*** Opening DATA FOR ANALYSIS ***

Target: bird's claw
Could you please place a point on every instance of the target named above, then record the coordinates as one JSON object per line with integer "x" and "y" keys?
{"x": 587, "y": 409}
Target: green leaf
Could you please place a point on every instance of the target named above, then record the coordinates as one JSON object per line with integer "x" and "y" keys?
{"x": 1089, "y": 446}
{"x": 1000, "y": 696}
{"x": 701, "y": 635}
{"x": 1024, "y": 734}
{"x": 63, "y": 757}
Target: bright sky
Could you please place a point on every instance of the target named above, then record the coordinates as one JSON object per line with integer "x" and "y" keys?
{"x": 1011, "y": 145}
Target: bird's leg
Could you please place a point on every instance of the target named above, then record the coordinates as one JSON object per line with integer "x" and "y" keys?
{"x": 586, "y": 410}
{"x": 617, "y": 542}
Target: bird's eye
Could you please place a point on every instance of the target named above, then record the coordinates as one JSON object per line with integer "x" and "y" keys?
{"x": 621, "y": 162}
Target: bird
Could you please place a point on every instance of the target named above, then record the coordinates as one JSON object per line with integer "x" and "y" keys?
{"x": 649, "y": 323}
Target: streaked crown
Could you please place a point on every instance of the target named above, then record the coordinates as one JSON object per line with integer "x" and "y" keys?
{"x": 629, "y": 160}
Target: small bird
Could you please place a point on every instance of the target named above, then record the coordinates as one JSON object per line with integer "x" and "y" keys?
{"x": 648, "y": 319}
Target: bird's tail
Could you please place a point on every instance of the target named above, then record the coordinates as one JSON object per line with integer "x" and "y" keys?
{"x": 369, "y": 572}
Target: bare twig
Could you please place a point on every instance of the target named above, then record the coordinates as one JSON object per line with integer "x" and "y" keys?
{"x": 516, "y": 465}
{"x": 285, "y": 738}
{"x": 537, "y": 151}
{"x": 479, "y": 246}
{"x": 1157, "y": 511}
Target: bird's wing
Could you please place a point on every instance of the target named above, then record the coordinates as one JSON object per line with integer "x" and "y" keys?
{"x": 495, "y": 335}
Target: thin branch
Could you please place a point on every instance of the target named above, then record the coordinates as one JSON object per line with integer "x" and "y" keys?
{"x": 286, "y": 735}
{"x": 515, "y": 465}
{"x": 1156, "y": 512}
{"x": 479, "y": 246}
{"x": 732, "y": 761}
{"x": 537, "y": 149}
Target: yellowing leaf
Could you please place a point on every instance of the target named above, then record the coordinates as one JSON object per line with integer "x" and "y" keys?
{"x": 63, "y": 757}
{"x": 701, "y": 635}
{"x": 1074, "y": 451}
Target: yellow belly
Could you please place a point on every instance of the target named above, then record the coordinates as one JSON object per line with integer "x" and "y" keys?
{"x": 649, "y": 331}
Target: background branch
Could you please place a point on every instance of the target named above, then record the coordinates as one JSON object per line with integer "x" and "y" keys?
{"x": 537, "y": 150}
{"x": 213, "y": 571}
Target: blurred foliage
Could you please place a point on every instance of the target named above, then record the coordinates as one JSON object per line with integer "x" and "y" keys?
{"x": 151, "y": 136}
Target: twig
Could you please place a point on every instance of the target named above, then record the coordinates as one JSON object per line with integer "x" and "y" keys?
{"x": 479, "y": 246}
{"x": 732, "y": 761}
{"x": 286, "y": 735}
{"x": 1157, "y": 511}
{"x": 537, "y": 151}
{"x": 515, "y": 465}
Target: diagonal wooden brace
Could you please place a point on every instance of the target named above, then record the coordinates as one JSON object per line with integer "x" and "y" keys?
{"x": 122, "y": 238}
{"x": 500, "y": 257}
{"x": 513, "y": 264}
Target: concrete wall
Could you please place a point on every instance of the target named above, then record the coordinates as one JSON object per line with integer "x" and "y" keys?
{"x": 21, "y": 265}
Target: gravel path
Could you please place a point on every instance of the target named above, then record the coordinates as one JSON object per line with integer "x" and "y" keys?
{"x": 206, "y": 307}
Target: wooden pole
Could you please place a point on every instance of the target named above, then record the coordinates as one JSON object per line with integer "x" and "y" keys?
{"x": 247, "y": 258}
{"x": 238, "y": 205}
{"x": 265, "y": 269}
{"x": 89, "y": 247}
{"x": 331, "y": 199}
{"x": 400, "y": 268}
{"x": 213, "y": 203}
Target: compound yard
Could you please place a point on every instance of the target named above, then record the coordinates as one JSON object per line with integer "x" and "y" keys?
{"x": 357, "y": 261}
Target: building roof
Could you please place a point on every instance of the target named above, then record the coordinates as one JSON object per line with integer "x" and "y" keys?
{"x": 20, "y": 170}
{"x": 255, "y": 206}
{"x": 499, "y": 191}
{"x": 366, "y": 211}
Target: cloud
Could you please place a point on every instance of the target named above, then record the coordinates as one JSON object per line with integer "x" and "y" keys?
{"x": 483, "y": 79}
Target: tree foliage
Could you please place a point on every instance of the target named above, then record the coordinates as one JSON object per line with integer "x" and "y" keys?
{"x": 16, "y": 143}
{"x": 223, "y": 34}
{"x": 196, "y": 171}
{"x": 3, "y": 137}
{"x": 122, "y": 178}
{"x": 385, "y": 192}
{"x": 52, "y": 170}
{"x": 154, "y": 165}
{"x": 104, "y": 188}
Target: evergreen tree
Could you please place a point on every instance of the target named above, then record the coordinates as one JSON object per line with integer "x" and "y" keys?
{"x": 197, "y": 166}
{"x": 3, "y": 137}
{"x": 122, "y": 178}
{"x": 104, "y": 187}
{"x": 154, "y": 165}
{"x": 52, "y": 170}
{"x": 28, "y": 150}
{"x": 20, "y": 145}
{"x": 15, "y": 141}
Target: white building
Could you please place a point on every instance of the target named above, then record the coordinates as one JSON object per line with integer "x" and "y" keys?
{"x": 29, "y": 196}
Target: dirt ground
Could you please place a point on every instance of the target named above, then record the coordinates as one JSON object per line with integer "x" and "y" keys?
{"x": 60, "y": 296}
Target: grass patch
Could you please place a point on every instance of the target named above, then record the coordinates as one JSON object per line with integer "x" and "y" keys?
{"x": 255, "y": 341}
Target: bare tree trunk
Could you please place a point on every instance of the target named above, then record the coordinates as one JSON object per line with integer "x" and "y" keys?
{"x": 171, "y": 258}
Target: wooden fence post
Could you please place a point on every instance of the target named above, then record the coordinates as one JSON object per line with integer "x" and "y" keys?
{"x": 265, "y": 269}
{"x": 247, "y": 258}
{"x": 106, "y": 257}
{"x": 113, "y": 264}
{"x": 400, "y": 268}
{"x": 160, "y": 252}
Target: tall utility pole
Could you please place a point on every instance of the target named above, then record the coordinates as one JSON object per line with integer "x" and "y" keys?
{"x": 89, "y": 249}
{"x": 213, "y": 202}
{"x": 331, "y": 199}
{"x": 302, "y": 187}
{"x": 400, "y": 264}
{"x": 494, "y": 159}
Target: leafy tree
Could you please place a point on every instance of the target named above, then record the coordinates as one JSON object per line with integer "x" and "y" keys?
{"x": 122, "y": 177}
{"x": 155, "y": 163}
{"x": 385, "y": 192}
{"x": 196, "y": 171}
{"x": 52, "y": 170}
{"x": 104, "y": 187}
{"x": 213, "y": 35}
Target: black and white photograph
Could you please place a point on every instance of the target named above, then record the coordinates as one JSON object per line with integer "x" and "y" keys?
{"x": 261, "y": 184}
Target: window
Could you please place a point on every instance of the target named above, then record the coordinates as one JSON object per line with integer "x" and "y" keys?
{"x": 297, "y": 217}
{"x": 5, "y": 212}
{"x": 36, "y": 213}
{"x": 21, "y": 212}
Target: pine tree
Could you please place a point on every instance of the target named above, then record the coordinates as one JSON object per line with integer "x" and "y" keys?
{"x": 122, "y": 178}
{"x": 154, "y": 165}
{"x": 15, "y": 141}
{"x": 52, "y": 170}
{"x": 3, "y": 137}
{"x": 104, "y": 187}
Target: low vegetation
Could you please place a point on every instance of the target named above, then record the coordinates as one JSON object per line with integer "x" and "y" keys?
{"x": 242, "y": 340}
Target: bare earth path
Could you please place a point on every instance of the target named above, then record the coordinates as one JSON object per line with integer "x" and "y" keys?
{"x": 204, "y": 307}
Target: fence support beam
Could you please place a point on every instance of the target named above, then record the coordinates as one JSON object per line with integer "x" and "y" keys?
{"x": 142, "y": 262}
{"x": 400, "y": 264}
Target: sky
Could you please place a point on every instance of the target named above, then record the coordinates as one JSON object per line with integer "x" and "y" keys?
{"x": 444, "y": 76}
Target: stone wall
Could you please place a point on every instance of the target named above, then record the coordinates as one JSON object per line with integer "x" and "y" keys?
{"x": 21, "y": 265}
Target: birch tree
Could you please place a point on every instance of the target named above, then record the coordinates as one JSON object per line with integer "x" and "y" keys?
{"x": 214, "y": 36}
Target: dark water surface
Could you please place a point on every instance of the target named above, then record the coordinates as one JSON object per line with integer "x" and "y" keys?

*** Closing DATA FOR ANALYSIS ***

* **ASSIGNMENT**: Output the first line of the entries above and every line after it, exactly as written, ending with the line that contains "Target: bird's leg".

* **EXPECTED OUTPUT**:
Target: bird's claw
Could you please place a point on every instance of the target named above, then record the coordinates as one JSON object per line with integer "x" and "y" keys?
{"x": 587, "y": 409}
Target: green leaf
Could you please place a point on every instance of the target named above, then record the coordinates as one JSON object per line with integer "x" and "y" keys?
{"x": 1089, "y": 446}
{"x": 1000, "y": 696}
{"x": 701, "y": 635}
{"x": 1024, "y": 734}
{"x": 63, "y": 757}
Target: bright sky
Could you please place a point on every instance of the target named above, then record the coordinates as one JSON object per line with integer "x" and "y" keys?
{"x": 1011, "y": 145}
Target: bird's leg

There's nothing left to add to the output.